TEKS BACAAN:
- - -

Misuh atau memaki bisa jadi katarsis ketika menyaksikan tingkah polah elite politik bersandiwara membawa nama rakyat demi meraih kekuasaan. Misuh dengan berbagai macam kata pisuhan atau makian bisa menjadi pengingat bagi diri kita untuk tak ikut-ikutan jadi busuk sebagaimana para politikus dan pejabat yang ketahuan berbuat korupsi dan ditangkap Komisi Pemberantasan Korupsi.
Misuh dalam hidup saya bisa bermakna positif, bisa bermakna negatif. Misuh itu dalam bahasa Indonesia adalah ”memaki”. ”Misuh” merupakan kata kerja dalam bahasa Jawa. Mengapa saya memaknai misuh sebagai positif dan negatif? Begini ceritanya.
Saya lahir dan tumbuh di keluarga yang kental dengan budaya Jawa. Unggah ungguh, tata krama, dan sopan santun adalah acuan dasar dan utama bagi orang tua saya saat mendidik saya dan saudara-saudara saya.
Ibu dan bapak saya sangat memperhatikan tutur kata anak-anak mereka. Bagaimana saya dan saudara-saudara saya menggunakan kata dan kalimat selalu diperhatikan ibu dan bapak saya. Kata-kata kasar selalu mengundang peringatan keras, kadang-kadang amarah.

- - -

TUJUAN A: Menurut teks bacaan tentang misuh, apa yang menjadi acuan dasar dan utama bagi orang tua penulis saat mendidik anak-anaknya?

- - -

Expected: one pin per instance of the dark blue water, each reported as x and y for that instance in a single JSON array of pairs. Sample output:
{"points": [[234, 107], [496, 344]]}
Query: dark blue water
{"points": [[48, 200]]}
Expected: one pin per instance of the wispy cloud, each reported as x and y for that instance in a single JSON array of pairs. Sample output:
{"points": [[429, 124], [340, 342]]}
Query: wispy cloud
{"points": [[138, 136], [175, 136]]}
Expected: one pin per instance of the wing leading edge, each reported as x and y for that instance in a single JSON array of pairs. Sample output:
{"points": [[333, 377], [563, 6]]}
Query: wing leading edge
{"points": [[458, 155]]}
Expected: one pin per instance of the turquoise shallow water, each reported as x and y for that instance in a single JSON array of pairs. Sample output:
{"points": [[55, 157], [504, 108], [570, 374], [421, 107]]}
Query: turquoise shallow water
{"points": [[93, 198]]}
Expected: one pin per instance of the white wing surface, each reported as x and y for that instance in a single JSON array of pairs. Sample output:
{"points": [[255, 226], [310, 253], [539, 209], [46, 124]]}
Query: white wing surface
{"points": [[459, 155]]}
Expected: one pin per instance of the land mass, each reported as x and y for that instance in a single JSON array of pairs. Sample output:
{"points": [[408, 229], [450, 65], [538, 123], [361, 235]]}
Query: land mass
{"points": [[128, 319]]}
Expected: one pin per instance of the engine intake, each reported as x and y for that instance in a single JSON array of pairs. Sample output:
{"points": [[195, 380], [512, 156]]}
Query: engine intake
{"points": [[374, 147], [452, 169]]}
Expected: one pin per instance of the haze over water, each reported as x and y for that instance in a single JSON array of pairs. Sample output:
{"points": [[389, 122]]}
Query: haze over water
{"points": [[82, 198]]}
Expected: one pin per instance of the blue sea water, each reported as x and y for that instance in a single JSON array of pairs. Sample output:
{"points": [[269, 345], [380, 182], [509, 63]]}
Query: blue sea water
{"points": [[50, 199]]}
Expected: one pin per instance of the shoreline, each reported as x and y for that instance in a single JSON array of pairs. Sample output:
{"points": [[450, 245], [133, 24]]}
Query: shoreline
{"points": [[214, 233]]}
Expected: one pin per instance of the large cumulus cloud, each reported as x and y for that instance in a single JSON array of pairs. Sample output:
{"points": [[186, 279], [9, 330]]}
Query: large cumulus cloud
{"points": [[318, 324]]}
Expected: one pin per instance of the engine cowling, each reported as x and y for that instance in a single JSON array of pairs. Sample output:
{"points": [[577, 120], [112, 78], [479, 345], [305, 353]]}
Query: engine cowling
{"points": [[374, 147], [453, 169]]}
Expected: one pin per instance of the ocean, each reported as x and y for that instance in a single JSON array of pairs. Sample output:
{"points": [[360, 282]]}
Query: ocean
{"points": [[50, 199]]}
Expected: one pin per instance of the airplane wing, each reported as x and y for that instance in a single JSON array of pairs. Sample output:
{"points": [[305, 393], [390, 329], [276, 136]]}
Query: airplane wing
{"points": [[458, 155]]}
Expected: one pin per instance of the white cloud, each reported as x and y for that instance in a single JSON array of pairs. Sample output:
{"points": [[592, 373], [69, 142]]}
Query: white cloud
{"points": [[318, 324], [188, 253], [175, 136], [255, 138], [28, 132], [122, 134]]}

- - -

TUJUAN B: Tulis kembali baris-baris entri di antara baris yang memuat "Expected: one pin per instance of the turquoise" dan baris yang memuat "Query: turquoise shallow water", keduanya termasuk, dengan mengganti "turquoise" menjadi "teal" tanpa mengubah bagian lain.

JAWABAN LENGKAP A: Unggah ungguh, tata krama, dan sopan santun.

JAWABAN LENGKAP B:
Expected: one pin per instance of the teal shallow water, each reported as x and y for that instance in a single JSON array of pairs. Sample output:
{"points": [[55, 157], [504, 108], [570, 374], [421, 107]]}
Query: teal shallow water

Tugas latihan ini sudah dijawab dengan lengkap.